_Excerpted records_

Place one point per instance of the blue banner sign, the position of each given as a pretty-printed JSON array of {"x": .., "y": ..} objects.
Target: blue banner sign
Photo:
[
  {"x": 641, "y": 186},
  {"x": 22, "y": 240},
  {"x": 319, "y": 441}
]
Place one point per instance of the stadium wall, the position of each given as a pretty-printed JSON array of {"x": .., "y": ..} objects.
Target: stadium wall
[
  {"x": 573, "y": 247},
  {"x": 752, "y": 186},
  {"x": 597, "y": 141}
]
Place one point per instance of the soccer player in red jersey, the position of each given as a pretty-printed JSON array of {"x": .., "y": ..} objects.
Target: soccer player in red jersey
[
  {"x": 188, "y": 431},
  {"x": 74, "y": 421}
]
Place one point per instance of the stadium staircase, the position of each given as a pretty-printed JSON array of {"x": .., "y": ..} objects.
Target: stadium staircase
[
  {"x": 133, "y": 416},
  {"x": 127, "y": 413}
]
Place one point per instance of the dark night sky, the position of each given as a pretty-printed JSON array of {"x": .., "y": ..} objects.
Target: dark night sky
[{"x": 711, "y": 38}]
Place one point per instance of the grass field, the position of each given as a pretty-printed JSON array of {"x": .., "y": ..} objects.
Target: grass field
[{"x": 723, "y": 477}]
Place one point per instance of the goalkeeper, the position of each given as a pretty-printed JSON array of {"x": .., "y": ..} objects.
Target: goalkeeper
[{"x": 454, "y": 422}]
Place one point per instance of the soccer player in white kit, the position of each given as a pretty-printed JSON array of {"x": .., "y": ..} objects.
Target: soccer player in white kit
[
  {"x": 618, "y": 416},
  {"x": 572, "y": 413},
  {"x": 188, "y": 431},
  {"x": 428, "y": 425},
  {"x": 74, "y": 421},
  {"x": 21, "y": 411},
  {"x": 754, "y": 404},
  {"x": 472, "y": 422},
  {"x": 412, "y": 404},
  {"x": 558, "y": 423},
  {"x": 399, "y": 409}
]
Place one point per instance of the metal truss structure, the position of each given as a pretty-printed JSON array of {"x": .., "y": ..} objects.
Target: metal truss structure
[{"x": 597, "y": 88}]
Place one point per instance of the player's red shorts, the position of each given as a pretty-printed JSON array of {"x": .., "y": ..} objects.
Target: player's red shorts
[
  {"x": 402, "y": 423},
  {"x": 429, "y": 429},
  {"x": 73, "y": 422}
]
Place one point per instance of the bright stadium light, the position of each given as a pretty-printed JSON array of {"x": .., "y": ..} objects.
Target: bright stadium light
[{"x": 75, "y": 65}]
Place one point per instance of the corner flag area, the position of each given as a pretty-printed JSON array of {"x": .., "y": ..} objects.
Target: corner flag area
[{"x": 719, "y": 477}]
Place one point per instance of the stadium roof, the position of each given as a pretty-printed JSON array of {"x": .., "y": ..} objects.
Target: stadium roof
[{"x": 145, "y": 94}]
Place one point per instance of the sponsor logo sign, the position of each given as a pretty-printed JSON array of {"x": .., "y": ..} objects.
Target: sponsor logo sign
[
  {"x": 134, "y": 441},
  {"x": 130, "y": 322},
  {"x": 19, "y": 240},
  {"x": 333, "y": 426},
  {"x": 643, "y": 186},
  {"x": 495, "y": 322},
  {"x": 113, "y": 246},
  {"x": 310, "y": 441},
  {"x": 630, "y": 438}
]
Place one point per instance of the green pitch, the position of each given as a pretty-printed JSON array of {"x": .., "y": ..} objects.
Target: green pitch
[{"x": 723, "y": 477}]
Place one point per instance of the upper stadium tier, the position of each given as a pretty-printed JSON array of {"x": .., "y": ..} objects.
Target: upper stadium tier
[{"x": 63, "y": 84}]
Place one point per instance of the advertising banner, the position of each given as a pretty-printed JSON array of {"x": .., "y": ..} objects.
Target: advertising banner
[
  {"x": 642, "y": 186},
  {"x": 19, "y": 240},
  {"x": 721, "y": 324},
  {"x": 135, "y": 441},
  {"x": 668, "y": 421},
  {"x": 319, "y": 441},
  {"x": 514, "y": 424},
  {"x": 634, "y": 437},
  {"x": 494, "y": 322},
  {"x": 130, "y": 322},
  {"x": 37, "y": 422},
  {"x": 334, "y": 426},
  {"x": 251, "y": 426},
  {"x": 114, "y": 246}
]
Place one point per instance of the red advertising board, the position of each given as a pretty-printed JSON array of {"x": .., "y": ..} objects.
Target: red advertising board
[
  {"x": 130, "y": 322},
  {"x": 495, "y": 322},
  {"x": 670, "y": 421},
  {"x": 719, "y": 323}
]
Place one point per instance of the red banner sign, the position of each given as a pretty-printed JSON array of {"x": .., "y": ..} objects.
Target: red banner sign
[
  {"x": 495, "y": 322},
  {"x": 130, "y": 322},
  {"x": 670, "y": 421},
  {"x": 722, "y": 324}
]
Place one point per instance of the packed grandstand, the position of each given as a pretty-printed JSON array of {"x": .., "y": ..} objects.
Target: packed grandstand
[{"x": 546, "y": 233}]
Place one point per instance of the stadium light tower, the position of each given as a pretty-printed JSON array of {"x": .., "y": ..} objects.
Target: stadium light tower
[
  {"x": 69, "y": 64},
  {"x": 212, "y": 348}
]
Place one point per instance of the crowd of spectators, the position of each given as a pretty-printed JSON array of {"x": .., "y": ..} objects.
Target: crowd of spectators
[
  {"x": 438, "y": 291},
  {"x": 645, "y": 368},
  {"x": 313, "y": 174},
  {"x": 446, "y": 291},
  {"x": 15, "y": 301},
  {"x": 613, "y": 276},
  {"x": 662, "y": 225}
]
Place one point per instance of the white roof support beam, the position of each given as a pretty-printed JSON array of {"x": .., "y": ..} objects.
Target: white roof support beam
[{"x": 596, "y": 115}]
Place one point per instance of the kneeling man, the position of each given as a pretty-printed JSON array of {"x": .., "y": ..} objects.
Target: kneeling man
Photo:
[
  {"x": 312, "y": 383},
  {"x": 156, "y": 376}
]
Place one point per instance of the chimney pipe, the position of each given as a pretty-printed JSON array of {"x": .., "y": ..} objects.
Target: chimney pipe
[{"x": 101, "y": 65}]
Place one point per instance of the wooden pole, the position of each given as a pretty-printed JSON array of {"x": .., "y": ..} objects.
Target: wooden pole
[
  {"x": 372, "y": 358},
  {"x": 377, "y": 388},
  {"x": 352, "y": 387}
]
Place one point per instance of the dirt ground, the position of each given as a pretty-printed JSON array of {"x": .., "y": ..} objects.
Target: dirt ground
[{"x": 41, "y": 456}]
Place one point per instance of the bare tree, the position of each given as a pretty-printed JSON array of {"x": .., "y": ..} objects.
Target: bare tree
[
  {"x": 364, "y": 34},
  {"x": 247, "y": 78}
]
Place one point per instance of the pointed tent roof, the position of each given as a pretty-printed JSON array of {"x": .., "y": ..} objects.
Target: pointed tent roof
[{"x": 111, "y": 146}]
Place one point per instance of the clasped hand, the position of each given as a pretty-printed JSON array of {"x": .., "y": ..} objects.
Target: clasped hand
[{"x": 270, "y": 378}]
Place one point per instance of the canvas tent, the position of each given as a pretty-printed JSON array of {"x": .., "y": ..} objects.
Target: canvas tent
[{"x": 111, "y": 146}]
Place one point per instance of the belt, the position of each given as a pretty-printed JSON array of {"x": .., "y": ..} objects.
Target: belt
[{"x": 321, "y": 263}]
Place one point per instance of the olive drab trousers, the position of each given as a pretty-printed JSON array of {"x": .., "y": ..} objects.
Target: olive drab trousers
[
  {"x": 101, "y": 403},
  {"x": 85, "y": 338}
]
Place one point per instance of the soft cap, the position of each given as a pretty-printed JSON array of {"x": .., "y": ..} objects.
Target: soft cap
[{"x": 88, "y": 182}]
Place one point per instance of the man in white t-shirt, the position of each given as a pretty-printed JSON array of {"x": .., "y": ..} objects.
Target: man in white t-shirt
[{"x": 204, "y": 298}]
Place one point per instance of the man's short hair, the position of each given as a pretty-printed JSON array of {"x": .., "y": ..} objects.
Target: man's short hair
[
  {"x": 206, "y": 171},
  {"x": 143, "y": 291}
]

_Instructions to follow_
Everything from the line containing "Place one point per instance of the clasped" to the end of the records must be written out exactly; include both of those lines and no others.

_Result below_
Place one point per instance of the clasped hand, the position of each given as a pretty-printed JSON array of {"x": .., "y": ..} objects.
Target: clasped hand
[{"x": 270, "y": 378}]
Place one point per instance of the canvas tent, the position of each given as a pretty-printed JSON array of {"x": .., "y": ..} objects.
Target: canvas tent
[{"x": 111, "y": 146}]
Place one point per instance of the belt, the position of each given as a pretty-printed JSON array of {"x": .., "y": ..} objects.
Target: belt
[{"x": 321, "y": 263}]
Place one point per instance of the olive drab trousers, the position of each given as a pretty-printed JSON array of {"x": .., "y": ..} objects.
Target: olive drab trousers
[
  {"x": 101, "y": 403},
  {"x": 85, "y": 338}
]
Place one point per instance of the soft cap, the position of each given as a pretty-printed JSON array of {"x": .., "y": ..} objects.
Target: soft cap
[{"x": 88, "y": 182}]
Place one point per instance of the man in white t-shirt, the position of each given as a pretty-printed JSON array of {"x": .., "y": ..} objects.
Target: man in white t-shirt
[{"x": 204, "y": 298}]
Place one point per instance of the man's short hair, the position of each given as a pretty-printed JSON array of {"x": .., "y": ..} objects.
Target: man's short hair
[
  {"x": 206, "y": 171},
  {"x": 143, "y": 291}
]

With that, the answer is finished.